» **GOAL OF THE EXERCISE**: Every line of the records that holds the word "logo" should be copied out.

» **PROVIDED DATA**:
* * * * *
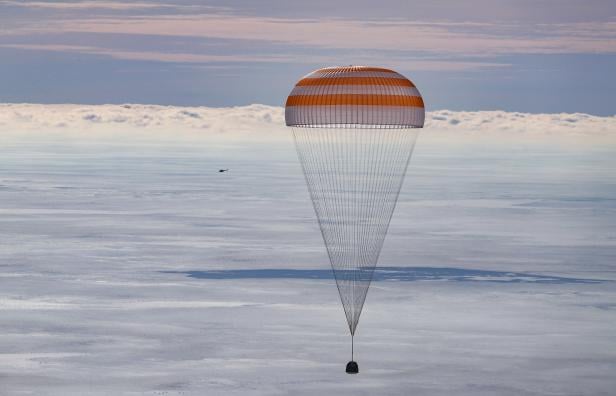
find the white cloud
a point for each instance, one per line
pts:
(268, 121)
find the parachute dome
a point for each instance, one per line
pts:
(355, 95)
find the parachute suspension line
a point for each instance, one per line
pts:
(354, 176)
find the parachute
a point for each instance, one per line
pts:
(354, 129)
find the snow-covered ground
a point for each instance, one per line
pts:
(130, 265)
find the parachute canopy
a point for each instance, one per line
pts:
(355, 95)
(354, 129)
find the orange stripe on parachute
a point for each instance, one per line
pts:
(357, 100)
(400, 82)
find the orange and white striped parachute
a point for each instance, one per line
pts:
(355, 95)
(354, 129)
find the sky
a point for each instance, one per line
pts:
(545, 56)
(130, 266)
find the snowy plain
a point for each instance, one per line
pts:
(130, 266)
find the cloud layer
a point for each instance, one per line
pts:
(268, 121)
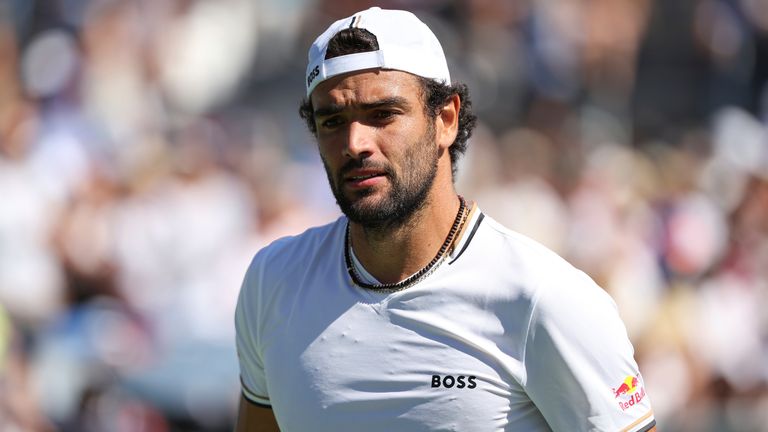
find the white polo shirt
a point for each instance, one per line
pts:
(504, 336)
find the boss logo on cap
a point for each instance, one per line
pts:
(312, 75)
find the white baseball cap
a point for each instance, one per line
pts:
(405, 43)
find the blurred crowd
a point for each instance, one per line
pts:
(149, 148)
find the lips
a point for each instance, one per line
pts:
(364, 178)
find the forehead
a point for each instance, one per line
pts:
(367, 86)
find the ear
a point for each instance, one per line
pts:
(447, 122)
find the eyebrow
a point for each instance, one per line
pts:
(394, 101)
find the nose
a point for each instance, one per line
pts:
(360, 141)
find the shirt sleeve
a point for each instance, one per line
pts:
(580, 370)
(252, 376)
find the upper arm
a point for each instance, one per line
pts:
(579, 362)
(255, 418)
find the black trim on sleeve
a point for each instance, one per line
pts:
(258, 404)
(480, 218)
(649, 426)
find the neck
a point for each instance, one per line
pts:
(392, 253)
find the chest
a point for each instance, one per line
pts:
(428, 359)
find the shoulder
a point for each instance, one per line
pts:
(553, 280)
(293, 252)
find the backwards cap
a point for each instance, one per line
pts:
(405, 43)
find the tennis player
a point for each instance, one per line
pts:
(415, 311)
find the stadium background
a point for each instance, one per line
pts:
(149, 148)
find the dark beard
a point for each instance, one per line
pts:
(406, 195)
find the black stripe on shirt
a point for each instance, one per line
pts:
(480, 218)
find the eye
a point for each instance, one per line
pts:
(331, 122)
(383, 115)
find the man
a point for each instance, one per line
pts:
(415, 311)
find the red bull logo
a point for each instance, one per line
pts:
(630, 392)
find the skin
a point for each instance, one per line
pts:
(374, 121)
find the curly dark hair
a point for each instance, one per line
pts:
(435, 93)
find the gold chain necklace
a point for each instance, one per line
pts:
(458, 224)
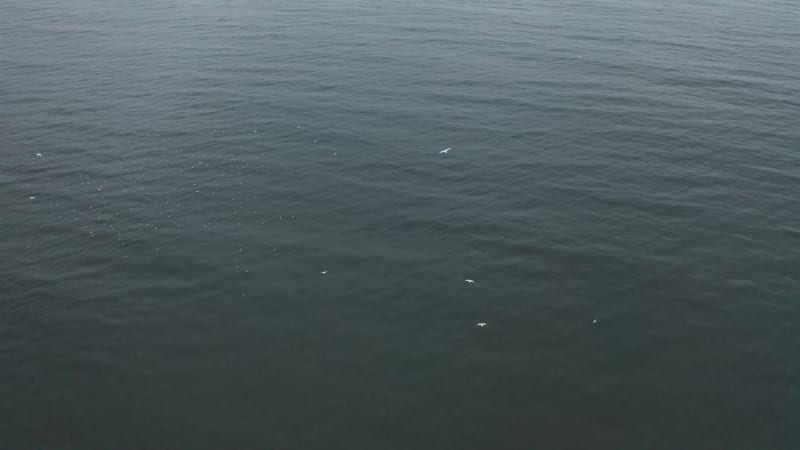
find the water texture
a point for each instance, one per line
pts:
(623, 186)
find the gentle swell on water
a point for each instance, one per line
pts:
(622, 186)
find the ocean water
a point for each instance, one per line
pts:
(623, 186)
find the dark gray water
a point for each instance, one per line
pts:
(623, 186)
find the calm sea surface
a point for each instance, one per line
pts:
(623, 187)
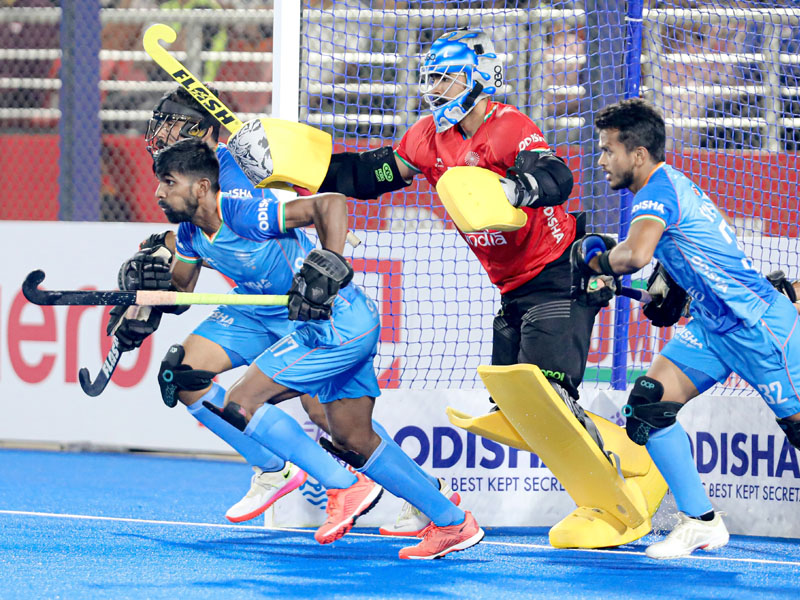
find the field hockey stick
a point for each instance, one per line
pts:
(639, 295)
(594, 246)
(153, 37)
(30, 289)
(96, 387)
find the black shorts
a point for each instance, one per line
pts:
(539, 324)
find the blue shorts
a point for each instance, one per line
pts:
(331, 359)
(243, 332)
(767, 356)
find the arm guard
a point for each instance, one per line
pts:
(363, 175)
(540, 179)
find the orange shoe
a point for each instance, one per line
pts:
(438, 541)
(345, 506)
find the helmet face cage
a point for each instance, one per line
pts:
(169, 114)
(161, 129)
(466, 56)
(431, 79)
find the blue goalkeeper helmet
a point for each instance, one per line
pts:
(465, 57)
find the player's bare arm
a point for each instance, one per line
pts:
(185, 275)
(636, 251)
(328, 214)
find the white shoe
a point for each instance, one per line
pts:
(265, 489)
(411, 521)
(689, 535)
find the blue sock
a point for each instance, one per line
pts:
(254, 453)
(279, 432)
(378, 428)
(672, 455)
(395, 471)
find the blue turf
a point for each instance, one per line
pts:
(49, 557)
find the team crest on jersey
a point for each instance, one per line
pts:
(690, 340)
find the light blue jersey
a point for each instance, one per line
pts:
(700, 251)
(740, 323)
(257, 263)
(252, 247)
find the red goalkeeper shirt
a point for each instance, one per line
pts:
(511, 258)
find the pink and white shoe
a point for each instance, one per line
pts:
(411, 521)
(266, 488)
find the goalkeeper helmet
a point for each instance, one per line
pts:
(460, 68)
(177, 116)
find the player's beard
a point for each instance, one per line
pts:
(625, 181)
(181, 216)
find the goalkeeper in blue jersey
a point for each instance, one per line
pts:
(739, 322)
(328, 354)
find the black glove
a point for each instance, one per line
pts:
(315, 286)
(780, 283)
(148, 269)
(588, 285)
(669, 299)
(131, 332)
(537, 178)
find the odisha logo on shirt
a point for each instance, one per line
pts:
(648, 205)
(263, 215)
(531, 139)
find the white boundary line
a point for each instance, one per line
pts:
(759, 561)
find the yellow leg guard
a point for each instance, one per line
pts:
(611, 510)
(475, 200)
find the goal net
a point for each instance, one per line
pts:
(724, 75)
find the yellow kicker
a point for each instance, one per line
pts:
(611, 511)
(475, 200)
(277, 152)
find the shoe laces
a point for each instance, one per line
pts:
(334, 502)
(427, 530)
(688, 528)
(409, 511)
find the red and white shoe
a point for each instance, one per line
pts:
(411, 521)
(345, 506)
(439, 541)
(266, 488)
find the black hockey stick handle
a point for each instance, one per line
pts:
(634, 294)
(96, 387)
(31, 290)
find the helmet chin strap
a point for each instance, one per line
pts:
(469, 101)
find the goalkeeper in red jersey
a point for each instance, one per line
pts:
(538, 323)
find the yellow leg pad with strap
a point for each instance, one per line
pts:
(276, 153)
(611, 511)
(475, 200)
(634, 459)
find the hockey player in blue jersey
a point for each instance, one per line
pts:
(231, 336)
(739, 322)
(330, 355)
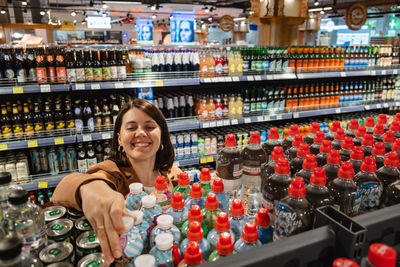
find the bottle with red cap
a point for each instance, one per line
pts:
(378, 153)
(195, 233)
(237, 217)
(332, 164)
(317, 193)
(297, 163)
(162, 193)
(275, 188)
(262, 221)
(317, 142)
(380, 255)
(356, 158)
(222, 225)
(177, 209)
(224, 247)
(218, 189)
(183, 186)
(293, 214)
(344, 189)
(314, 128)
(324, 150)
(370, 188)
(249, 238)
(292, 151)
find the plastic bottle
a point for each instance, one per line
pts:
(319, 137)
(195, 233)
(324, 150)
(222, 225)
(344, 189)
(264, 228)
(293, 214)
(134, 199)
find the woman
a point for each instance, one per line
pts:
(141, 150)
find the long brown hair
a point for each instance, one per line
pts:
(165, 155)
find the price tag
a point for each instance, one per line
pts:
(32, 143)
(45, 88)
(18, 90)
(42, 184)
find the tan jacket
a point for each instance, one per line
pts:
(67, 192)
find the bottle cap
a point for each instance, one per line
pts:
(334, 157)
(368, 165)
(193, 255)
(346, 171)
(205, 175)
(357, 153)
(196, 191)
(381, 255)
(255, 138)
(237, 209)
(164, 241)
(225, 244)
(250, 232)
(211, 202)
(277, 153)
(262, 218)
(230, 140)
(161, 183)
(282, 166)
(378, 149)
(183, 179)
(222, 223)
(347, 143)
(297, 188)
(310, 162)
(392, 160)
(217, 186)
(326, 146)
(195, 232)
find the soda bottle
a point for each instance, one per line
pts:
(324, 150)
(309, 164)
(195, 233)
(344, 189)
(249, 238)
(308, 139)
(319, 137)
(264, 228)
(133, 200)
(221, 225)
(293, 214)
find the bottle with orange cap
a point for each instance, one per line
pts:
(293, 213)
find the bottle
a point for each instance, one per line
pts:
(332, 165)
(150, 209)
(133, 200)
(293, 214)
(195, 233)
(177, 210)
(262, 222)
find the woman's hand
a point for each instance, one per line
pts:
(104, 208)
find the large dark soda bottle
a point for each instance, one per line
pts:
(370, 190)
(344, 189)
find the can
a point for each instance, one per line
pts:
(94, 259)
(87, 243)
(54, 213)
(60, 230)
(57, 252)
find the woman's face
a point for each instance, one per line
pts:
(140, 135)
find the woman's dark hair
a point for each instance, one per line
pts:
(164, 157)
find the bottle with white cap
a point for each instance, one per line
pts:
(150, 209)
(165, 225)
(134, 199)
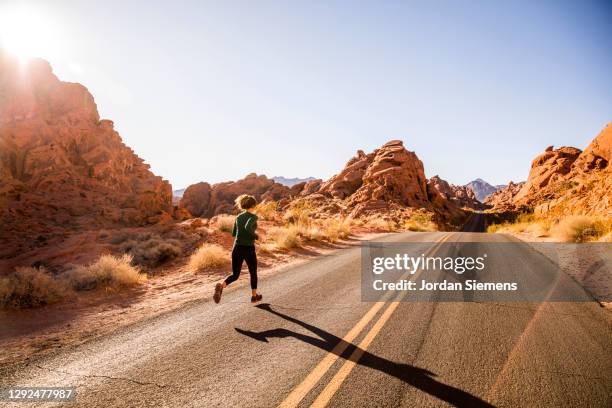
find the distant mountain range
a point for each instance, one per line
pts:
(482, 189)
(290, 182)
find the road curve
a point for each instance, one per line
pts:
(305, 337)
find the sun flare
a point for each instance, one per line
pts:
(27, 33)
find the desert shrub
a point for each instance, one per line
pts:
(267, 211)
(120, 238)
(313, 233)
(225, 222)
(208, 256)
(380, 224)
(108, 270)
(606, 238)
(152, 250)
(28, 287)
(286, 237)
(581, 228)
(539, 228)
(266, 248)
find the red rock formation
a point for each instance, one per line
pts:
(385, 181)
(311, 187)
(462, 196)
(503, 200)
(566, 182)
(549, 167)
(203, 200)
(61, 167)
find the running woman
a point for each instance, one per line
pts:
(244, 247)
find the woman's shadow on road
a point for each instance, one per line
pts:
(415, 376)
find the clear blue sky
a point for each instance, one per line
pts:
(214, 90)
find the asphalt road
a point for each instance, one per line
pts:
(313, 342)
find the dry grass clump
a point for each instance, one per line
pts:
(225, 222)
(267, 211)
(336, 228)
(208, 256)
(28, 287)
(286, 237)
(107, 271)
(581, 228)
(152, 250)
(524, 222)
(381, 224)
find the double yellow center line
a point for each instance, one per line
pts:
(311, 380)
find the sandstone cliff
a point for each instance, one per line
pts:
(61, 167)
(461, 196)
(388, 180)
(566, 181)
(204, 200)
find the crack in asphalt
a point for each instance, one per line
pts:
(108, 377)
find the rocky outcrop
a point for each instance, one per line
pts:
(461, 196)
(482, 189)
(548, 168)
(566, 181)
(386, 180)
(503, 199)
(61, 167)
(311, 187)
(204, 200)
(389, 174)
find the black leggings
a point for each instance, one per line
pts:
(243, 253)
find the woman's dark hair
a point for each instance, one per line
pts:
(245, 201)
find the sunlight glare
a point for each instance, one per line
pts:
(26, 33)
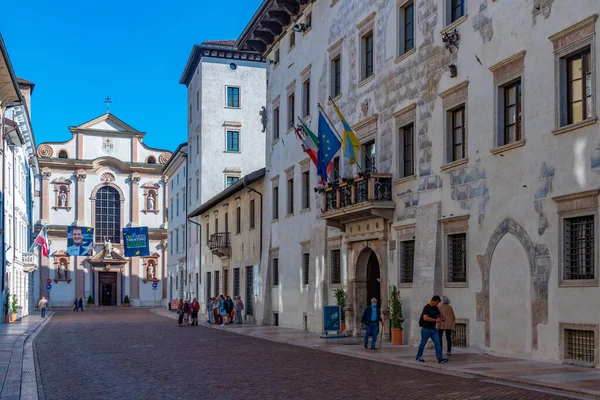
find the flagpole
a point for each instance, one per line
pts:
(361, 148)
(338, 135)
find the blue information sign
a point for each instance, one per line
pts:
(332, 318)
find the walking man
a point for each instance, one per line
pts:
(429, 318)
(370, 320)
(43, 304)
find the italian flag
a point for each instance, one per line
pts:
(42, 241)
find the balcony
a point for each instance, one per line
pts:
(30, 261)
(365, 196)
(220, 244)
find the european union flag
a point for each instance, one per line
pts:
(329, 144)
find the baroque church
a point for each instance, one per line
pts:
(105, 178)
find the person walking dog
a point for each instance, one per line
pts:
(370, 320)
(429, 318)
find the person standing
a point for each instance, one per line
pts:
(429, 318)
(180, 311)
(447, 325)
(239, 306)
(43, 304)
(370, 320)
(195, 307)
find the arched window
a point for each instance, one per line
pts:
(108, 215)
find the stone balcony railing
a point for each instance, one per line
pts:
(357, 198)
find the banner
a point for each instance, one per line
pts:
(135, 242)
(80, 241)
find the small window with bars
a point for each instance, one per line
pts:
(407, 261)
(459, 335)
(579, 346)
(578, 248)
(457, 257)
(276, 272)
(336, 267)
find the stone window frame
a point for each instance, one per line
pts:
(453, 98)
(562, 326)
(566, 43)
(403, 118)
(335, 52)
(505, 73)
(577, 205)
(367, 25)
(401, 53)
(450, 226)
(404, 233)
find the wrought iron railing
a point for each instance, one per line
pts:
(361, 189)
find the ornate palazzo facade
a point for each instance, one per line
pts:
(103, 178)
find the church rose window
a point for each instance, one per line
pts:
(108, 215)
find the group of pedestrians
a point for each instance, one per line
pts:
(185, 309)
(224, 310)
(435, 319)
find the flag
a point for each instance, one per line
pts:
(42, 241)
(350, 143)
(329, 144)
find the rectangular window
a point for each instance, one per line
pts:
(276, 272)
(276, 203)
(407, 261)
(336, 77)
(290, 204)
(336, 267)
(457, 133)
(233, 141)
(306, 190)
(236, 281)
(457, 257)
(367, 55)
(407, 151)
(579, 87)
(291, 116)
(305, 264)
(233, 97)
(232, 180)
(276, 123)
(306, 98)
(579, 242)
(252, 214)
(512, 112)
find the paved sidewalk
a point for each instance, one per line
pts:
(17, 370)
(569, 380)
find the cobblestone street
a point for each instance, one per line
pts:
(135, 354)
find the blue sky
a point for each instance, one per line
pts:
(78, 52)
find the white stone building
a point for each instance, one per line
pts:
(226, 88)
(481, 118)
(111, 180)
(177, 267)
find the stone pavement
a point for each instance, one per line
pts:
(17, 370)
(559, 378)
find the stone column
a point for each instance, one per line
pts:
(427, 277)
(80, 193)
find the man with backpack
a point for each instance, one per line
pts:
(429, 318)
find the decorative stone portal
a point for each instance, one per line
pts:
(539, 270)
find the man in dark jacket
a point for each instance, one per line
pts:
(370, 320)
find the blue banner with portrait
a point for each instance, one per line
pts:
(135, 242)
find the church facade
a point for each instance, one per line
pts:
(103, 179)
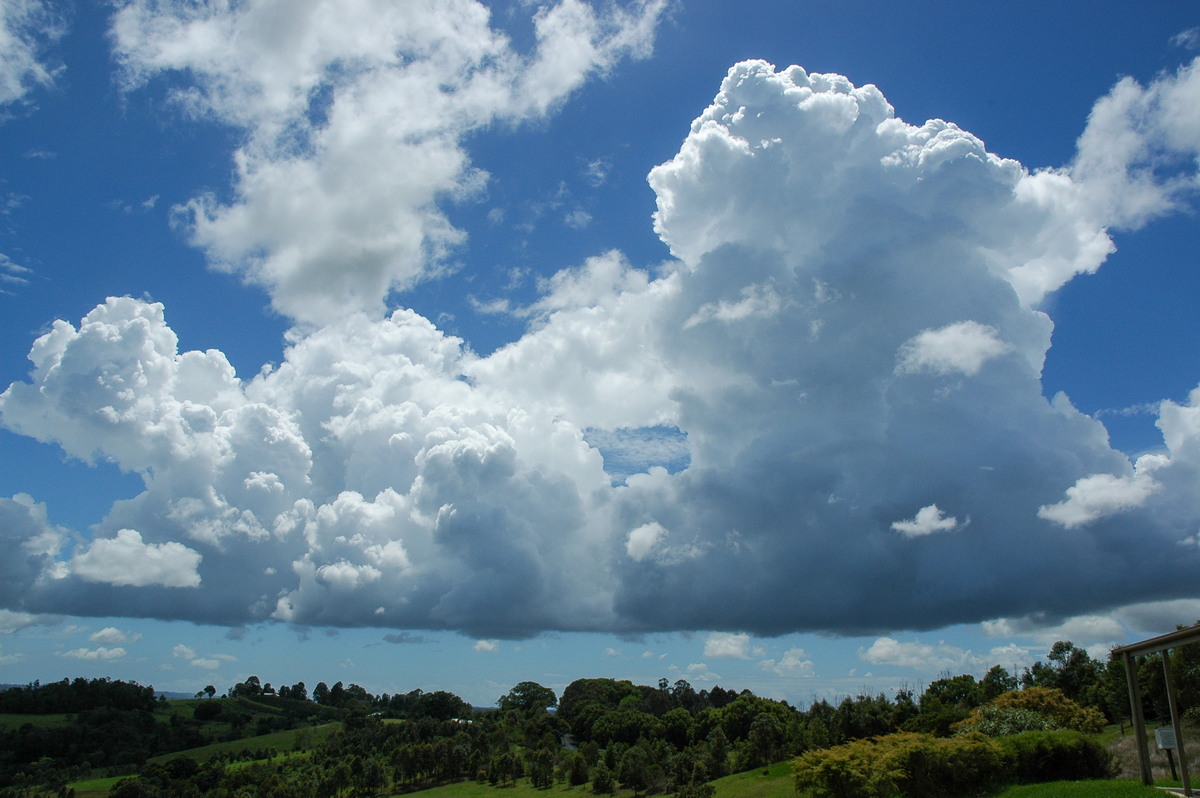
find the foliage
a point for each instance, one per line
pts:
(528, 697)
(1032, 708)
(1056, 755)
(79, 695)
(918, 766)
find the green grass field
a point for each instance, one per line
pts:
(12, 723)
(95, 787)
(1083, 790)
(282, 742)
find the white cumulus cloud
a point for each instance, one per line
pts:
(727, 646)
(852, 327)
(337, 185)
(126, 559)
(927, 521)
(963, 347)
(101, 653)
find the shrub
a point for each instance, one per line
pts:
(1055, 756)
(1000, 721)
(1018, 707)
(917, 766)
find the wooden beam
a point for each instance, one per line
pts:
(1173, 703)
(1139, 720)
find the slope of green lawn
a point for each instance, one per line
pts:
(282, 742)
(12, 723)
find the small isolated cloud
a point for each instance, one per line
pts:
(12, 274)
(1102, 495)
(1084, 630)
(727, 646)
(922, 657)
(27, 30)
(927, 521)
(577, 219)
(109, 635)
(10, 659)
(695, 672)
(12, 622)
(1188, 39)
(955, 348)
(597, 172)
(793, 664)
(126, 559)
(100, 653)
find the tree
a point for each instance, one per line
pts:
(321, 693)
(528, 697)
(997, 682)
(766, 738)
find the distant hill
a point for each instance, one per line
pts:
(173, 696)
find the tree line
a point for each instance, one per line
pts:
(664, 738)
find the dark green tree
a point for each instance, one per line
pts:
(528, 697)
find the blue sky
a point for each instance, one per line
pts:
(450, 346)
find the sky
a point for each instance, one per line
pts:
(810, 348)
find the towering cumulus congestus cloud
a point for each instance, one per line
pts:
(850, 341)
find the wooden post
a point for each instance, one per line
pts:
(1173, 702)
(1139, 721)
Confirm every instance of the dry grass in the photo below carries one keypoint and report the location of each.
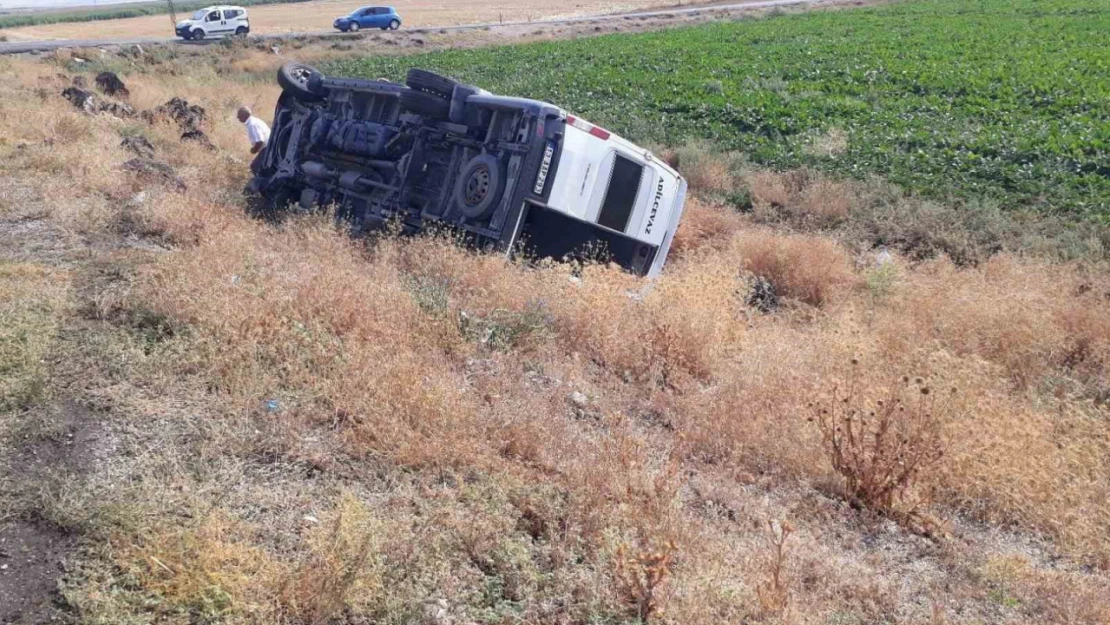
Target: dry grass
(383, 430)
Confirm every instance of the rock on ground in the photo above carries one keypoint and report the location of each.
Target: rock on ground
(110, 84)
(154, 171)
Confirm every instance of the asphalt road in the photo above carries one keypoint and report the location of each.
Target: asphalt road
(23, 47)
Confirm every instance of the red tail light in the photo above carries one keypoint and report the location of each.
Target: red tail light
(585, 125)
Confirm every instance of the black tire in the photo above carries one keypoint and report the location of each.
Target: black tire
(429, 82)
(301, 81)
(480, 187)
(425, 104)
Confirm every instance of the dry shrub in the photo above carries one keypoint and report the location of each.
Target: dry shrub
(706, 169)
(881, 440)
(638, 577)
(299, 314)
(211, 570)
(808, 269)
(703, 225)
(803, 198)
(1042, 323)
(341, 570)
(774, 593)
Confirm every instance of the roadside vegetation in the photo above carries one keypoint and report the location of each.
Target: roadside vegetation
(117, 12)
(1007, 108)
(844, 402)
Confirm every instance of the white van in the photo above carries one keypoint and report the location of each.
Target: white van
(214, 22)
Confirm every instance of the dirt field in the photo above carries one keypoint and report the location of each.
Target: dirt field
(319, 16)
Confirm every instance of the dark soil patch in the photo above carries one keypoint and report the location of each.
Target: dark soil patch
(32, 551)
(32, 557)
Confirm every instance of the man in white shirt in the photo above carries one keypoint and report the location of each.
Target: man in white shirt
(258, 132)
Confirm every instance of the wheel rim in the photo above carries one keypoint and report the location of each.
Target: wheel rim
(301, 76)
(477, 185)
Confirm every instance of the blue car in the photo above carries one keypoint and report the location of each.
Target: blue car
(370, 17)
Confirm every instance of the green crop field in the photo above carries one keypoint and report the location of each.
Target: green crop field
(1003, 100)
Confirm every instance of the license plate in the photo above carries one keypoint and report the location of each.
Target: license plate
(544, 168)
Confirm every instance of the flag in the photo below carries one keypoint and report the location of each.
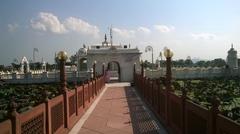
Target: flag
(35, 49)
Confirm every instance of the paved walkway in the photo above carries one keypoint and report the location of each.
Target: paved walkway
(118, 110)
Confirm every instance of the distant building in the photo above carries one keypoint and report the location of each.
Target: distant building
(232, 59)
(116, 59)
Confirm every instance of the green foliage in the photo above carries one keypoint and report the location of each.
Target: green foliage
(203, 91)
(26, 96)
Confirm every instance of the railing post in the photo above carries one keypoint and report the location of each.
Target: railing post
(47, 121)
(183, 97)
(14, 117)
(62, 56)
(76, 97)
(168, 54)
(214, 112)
* * * * *
» **RESULT**:
find the boss logo on cap
find the red bull logo
find the odisha logo on shirt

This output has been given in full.